CHALLENGE:
Copy out all of the rows below, substituting "biggest circle" for every occurrence of "largest circle" and leaving everything else unchanged.
━━━━━━━━━━━━━━━━━━━━
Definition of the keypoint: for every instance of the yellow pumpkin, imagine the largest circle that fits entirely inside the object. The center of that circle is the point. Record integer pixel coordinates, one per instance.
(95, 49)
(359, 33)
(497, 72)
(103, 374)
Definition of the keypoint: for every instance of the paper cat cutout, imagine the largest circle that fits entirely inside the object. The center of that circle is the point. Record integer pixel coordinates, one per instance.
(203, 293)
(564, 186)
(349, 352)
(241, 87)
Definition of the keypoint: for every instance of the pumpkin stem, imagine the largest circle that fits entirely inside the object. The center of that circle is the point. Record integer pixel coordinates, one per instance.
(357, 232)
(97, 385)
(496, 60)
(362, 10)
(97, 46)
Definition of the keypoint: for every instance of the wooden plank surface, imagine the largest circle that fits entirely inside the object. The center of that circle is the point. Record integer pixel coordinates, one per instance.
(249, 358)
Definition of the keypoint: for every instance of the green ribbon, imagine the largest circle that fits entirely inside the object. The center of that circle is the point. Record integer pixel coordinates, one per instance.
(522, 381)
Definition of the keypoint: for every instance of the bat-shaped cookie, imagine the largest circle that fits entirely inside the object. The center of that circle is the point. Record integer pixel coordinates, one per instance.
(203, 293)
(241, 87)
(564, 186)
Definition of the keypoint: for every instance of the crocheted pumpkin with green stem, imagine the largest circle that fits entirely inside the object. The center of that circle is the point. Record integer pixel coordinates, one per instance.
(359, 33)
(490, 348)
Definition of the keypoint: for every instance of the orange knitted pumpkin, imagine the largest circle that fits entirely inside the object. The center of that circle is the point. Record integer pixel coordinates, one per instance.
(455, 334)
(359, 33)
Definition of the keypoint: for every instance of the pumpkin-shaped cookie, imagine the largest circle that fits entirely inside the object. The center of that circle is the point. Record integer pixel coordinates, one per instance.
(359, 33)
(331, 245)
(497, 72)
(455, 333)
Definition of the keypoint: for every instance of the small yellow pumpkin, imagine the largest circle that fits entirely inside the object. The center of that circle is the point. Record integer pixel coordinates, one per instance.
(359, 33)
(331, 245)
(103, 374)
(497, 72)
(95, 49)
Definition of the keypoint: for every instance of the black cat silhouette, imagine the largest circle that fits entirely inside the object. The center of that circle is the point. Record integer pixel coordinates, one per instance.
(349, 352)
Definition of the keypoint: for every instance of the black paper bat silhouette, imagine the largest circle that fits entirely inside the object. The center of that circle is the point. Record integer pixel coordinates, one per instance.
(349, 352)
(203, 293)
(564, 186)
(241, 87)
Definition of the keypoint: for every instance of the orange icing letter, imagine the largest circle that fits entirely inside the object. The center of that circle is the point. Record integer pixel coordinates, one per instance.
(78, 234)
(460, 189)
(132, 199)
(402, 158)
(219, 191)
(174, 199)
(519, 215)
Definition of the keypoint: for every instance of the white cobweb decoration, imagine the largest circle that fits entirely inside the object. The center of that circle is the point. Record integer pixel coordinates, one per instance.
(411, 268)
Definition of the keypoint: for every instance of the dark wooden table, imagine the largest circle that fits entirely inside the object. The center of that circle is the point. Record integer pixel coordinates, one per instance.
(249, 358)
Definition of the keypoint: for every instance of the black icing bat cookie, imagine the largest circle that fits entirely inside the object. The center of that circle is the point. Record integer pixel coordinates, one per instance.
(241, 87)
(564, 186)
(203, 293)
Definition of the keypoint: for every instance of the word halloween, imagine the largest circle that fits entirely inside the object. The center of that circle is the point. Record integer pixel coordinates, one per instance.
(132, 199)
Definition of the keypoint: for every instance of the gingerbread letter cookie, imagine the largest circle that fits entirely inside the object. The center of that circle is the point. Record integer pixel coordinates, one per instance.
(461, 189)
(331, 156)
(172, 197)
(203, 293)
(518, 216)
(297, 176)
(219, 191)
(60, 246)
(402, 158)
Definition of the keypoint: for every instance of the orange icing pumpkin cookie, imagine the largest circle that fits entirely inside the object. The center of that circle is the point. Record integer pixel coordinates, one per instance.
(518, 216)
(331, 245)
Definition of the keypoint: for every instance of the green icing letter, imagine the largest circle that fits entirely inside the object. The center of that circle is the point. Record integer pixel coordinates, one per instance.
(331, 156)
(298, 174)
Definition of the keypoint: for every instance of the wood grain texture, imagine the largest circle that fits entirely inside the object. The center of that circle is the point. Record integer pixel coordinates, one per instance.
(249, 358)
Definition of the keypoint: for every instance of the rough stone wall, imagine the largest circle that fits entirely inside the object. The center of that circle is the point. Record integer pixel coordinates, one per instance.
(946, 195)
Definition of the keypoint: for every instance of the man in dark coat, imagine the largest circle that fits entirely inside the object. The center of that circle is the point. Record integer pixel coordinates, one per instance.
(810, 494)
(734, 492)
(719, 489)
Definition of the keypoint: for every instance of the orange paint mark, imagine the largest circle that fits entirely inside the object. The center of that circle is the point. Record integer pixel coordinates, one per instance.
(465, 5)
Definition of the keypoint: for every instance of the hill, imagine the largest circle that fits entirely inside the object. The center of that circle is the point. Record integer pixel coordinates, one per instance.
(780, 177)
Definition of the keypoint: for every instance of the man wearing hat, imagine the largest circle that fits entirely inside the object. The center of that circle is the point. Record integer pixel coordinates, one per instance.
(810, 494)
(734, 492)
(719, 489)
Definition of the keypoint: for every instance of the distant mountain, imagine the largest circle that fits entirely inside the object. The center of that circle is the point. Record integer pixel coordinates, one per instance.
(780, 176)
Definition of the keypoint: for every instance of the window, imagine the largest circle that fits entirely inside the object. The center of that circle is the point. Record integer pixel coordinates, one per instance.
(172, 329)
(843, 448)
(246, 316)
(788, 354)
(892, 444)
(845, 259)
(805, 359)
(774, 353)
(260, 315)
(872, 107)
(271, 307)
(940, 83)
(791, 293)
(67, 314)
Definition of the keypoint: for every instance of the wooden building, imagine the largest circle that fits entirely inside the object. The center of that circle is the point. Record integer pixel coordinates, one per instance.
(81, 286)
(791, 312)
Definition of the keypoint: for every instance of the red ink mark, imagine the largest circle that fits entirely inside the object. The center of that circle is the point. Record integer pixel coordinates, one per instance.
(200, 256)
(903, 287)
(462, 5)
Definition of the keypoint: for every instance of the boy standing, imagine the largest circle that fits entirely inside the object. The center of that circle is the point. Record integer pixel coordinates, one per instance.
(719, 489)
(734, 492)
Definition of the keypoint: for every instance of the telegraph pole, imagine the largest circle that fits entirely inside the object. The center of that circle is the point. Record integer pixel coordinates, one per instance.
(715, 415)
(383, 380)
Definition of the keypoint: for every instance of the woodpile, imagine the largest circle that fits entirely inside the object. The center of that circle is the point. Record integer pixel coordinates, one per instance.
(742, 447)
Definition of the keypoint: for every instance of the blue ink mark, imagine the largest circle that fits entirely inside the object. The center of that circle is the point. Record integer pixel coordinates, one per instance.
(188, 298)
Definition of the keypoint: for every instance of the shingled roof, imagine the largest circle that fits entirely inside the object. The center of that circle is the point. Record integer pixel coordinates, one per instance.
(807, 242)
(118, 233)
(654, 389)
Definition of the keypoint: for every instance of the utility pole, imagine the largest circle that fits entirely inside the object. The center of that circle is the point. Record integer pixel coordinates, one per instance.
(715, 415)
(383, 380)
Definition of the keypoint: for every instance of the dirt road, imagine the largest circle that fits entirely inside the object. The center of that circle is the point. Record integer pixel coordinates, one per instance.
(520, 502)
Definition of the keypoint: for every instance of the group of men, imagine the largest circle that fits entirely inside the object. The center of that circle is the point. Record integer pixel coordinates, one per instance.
━━━━━━━━━━━━━━━━━━━━
ANSWER FOR THE TASK:
Definition of the keypoint: for every instance of the yellow pumpkin, imagine the biggest circle that fits entirely inside the object. The center of that circle is the point. Record integer pixel coordinates, one per instance.
(95, 49)
(359, 33)
(497, 72)
(103, 374)
Definition of the keypoint: for every instance of the paper cat cutout, imagine the biggest circle that fits entirely inside the object. The center of that circle is the point. Record integer pixel coordinates, one per instance.
(203, 293)
(564, 186)
(349, 352)
(241, 87)
Definition of the keypoint: for every instance of the pumpkin stem, imagine the biggest circle that fits entirely inside the object. The center of that circle is the point. Record integer pixel coordinates, one per instance.
(357, 232)
(97, 385)
(496, 60)
(362, 10)
(97, 46)
Definition of the keypoint: for every instance of the wooden plank surface, imagine the biggest circle that fits entirely inside the object. The center of that circle is the point. Record integer pixel coordinates, one per instance.
(249, 358)
Definition of the keypoint: for every instance of the green ribbon, imagine the biggest circle that fits entirely inside the object. The center of that circle is the point. Record integer pixel coordinates, one per instance.
(522, 381)
Definition of the keypoint: for every instance of the bat-shaped cookie, imagine the biggest circle that fits entirely inside the object. The center of that circle is the point. Record integer pixel coordinates, one per instance.
(203, 293)
(241, 87)
(564, 186)
Definition of the keypoint: for every instance of the crocheted pumpkin with green stem, imagine the biggest circle that fits entirely inside the object. The center of that circle is the point. Record integer pixel coordinates, one per instance.
(359, 33)
(490, 348)
Definition of the keypoint: for every instance of the orange knitted pumpkin, imagine the biggest circle that fits entirely inside the object. The center of that circle is the point. Record integer pixel coordinates, one per instance.
(455, 334)
(359, 33)
Definition of the keypoint: for every instance of the pumpkin-shaped cookie, imagine the biggest circle that fits entirely inside the object. The center of that circle is the point. Record integer pixel coordinates, one per instance.
(359, 33)
(331, 245)
(497, 72)
(455, 333)
Definition of the keypoint: for every instance of the small yellow pumpkin, imagine the biggest circle that fits entirely inside the object. The center of that circle is the point. Record integer pixel coordinates, one per instance.
(359, 33)
(331, 245)
(103, 374)
(497, 72)
(95, 49)
Definition of the keypoint: for every instance of the black cat silhouette, imagine the biggest circle that fits entirely inside the object. The center of that circle is the point. Record integer pixel coordinates, one per instance.
(349, 352)
Definition of the keypoint: for every instance of the black paper bat silhouette, imagine the biggest circle that fits entirely inside the object. The center of that circle is the point. Record integer pixel coordinates, one per instance.
(349, 352)
(203, 293)
(564, 186)
(241, 87)
Definition of the keypoint: for every instance of the orange icing letter, imagine the biggest circle that fits entirely inside the object. The center of that circle is the point. Record integer pixel coordinates, one per instance.
(78, 234)
(460, 189)
(132, 199)
(402, 158)
(219, 191)
(174, 199)
(519, 215)
Definition of the keypoint: for every instance of the white cobweb decoration, imagine the biggest circle that fits entirely inside the object. The center of that circle is the point. Record integer pixel coordinates, one per instance.
(411, 268)
Definition of the keypoint: for every instance of the dark wooden table, imagine the biggest circle that fits entirely inside the object. The center of that circle is the point. Record integer pixel coordinates, one per instance.
(249, 358)
Definition of the keypoint: for every instance of the black icing bat cookie, imagine the biggest circle that fits entirely inside the object. The center of that circle is the point. Record integer pixel coordinates, one per instance.
(241, 87)
(564, 186)
(203, 293)
Definition of the keypoint: for every instance of the word halloween, imagine the biggest circle that fits entirely inside the object. The center of that circle is the point. Record integer pixel coordinates, one per instance.
(132, 199)
Definition of the keypoint: for every instance of the gingerbread letter cookie, imagine the biggest circle that fits entirely inside the object. The center of that circle is the point. Record integer pixel coordinates, one per instance.
(461, 189)
(331, 156)
(172, 197)
(203, 293)
(518, 216)
(297, 176)
(219, 191)
(60, 246)
(402, 158)
Definition of the keypoint: for every instance of the orange icing pumpkin cookie, imagine the biggest circle that fits entirely inside the object. The center of that circle is the point. Record integer pixel coordinates, one per instance.
(518, 216)
(331, 245)
Definition of the keypoint: for every instance of the green icing letter, imagine the biggest circle that fits entirely inside the object. The center of that circle is the point. Record integer pixel coordinates, one per instance.
(331, 156)
(298, 174)
Definition of the keypoint: for every instance of the wood grain texture, imagine the biggest circle that fits entirely inside the object. The center of that circle is the point. Record integer pixel coordinates, one per instance.
(249, 358)
Definition of the keypoint: for every instance of the rough stone wall, imagine the biggest circle that fits entirely inside the object. The center of that circle is the point. Record integer pixel coordinates, one per instance.
(946, 195)
Definition of the keypoint: for every instance of the man in dark coat, imagine the biggest circle that fits entirely inside the object. The center of that circle is the point. Record integer pixel coordinates, one per instance.
(810, 494)
(734, 492)
(719, 489)
Definition of the keypoint: for every instance of the orange paint mark, imagine the biggest circle that fits entirely inside the object. The center of that circle is the point. Record integer pixel coordinates, one per instance.
(465, 5)
Definition of the keypoint: for every instance of the hill, imagine the biggest circle that fits entirely inside the object. The center of that circle is the point. Record integer pixel coordinates, one per instance.
(780, 177)
Definition of the keypoint: for every instance of the man wearing hat, imagine the biggest circle that fits entirely inside the object. The center of that circle is the point. Record integer pixel coordinates, one per instance.
(810, 494)
(734, 492)
(719, 489)
Definition of the keypoint: for every instance of the distant mountain, imagine the biggest circle that fits entirely inside the object. The center of that circle is the point. Record integer pixel coordinates, one per instance.
(780, 176)
Definition of the keypoint: for every instance of the window, imagine the biggest circle that fits entirely inside the object. The center of that circle is the point. Record integer pixel coordinates, one per instance.
(172, 329)
(843, 448)
(246, 316)
(788, 354)
(892, 444)
(845, 259)
(805, 359)
(774, 353)
(260, 315)
(872, 107)
(271, 307)
(940, 83)
(791, 293)
(67, 314)
Definition of the keypoint: for every instance of the wooden building, imagine the biggest circle that fits entirely inside the object. The center of that circle is the point. Record integer pixel coordinates, one per instance.
(81, 286)
(791, 312)
Definition of the keypoint: for every instance of the red ink mark, imagine the biggest circle that fits entirely inside the object. The center of that circle is the point. Record integer pixel coordinates, one per instance.
(200, 256)
(903, 287)
(462, 5)
Definition of the keypoint: for every instance of the boy standing, imagine the biggest circle that fits entirely inside the object. The center of that circle is the point. Record integer pixel coordinates, one per instance.
(719, 489)
(734, 492)
Definition of the keypoint: for every instance of the telegraph pole, imagine the biggest circle that fits entirely inside the object. The center of that circle is the point. Record integer pixel coordinates, one per instance.
(715, 415)
(383, 380)
Definition of the keypoint: for every instance of the woodpile, imagine the biggest circle that fits entirely inside the object. The center of that circle is the point. Record integer pixel coordinates, one per instance.
(742, 447)
Definition of the keypoint: for every instance of the blue ink mark, imagine the biggest circle that fits entirely inside the object. The center of that circle is the point. Record integer pixel coordinates, one per instance.
(188, 298)
Definition of the keypoint: for every instance of the shingled roof, imagine the biggest circle that fits entirely inside the object. The center of that circle is the point. Record integer pixel coordinates, one per instance.
(807, 242)
(118, 233)
(654, 389)
Definition of the keypoint: for every instance of the utility pole, imagine the biggest circle that fits entirely inside the object. The center of that circle is the point. Record integer pixel coordinates, one per instance.
(715, 415)
(383, 380)
Definition of the keypoint: for every instance of the dirt road, imagine the biggest circle that fits entirely inside the object. The center of that circle is the point. Record integer pixel coordinates, one per instance.
(520, 502)
Definition of the keypoint: for every instance of the group of men, imagine the biggest circle that fits entirely inside the object. The center of that circle is the point. Record integer pixel coordinates, one per instance.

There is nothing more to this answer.